§ **SET EXERCISE**
Identify every line in the entries below that contains the string "postcard", and copy each of those lines in full. Matching is case-sensitive.

§ **RECORD SET**

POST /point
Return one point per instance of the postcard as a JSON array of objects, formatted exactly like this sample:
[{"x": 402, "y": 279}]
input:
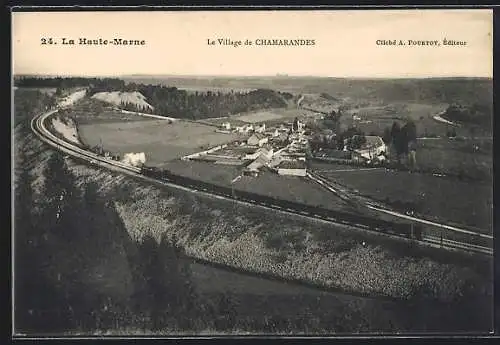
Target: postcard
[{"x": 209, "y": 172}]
==
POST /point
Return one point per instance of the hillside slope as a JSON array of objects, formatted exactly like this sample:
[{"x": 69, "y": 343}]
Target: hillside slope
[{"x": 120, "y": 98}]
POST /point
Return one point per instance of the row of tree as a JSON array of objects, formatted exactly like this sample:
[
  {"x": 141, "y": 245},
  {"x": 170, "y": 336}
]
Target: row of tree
--
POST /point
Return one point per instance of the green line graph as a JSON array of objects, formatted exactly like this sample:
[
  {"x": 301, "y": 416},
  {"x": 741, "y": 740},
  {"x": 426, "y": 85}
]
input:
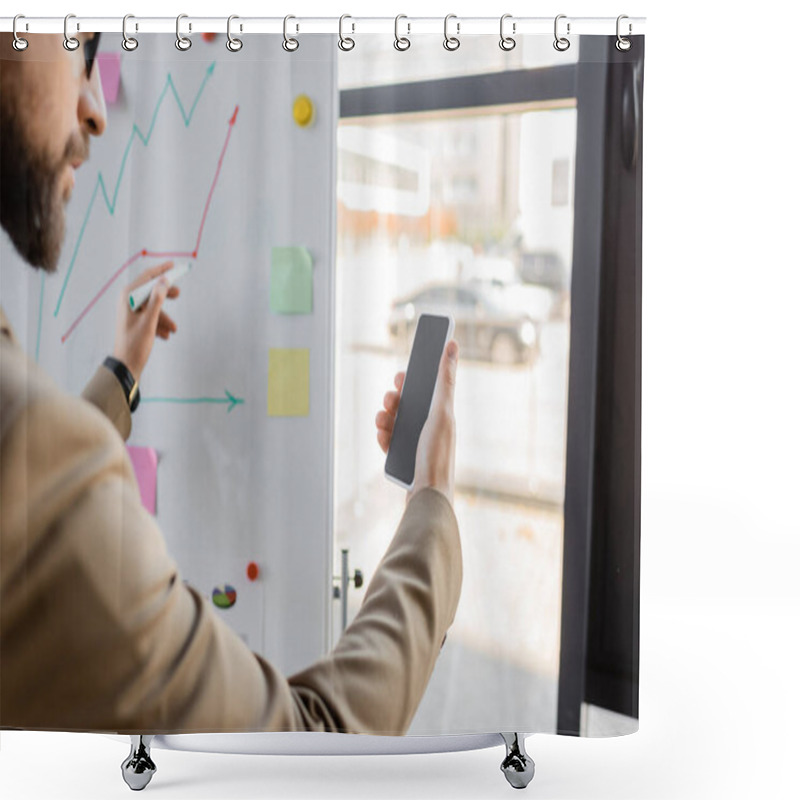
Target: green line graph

§ **TASK ANSWER**
Return one point per instance of the postcard as a JSON array of objects, formatted exactly like this sample:
Target: postcard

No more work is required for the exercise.